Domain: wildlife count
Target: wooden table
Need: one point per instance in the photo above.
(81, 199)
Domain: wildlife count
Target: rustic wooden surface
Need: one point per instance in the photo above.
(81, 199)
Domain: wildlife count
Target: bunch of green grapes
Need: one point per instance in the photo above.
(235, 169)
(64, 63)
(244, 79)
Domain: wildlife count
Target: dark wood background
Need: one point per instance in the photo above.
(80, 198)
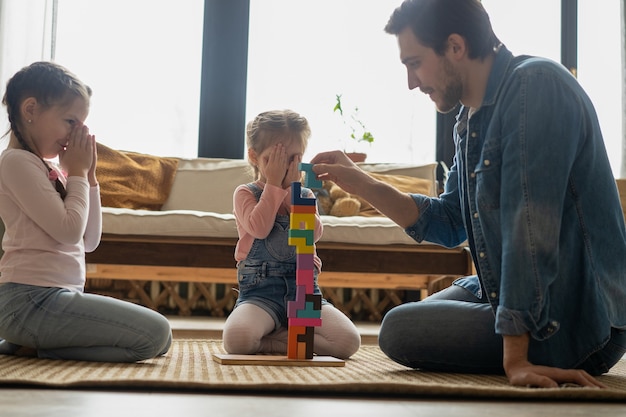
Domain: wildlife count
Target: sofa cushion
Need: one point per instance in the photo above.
(190, 223)
(208, 184)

### Work required
Reproduce every entry above verbatim, leaving out the picture.

### Answer to the task
Domain: wildlife count
Target: wooden table
Need: one point per instance in the photo above.
(81, 199)
Domain: wildlife count
Target: rustic wooden surface
Need: one point per instance in the photo above.
(81, 199)
Domain: wildlife count
Target: bunch of green grapes
Need: one point per instance in the photo above.
(235, 169)
(64, 63)
(244, 79)
Domain: wildlife count
Target: dark wood background
Need: one point per instance in the photo above.
(80, 198)
Domain: wildlife count
Target: sofa cushion
Need: one point per instance in the photo above.
(190, 223)
(208, 184)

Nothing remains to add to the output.